=== Instruction ===
Starting at the line that contains "Annotation task — point out every instance of the toddler" and ending at the last line of the records, both included, can you lay out those lines as a numbered list with blank lines left out?

▬▬▬▬▬▬

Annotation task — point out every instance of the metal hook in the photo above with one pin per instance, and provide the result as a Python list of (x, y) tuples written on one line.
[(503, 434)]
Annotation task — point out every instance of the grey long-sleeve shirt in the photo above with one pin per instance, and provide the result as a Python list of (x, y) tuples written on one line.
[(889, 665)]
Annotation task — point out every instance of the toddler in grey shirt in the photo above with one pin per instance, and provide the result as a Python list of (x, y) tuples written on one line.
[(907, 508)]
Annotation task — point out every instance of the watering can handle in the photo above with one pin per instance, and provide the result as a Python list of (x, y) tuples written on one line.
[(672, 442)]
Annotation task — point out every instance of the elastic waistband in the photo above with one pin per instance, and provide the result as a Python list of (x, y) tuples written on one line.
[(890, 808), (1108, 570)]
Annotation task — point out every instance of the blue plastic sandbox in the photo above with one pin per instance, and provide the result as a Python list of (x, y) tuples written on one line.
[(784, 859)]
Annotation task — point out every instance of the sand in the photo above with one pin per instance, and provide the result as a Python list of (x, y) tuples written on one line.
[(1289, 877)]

▬▬▬▬▬▬

=== Exercise response ===
1. Annotation task — point out every instance of the toddler in grey shirt in the photo above with one pin per instance, and provide the result as a Python list of (x, y) tuples written on one line.
2. [(907, 508)]
3. Annotation task — point out every instance of the watering can handle in the photo above with one pin per instance, and provide the result as a Python list of (x, y) tuples written on one line.
4. [(672, 442)]
5. Annotation task — point out every instance of the elastic waistband in the photo above with one pin per instance, and provide the result as a Python list of (x, y) tuples written on one line.
6. [(890, 808), (1108, 570)]
7. Annotation task — point out every instance of the blue plastic sandbox in the photo above with one pin per instance, and provide the result as a Python list of (x, y) tuples written on one line.
8. [(784, 859)]
9. Annotation task — point out every instance of the sand in the photo above with one pin per instance, and provide the result as a Python list of (x, y) tuples written on one line.
10. [(1289, 877)]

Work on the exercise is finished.